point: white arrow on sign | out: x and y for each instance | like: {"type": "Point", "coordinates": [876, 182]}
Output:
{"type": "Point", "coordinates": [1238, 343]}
● ● ● ● ●
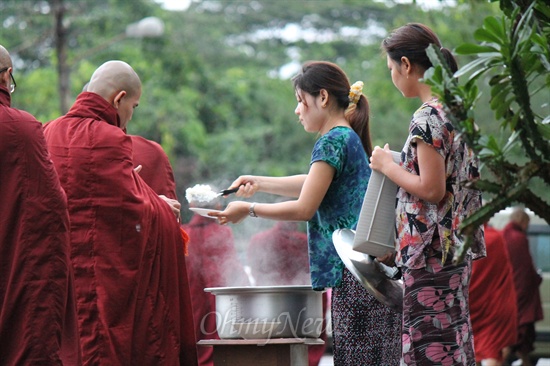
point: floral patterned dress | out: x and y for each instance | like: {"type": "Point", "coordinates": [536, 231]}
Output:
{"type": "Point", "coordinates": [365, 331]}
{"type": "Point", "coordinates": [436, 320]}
● ● ● ● ●
§ WORK TO BE COMPLETED: Collect every line from the records above that contains the word "each".

§ REPLY:
point: white arrow on sign | out: x and y for each instance | like: {"type": "Point", "coordinates": [876, 182]}
point: floral patterned dress | out: x and y for each instance | like: {"type": "Point", "coordinates": [536, 231]}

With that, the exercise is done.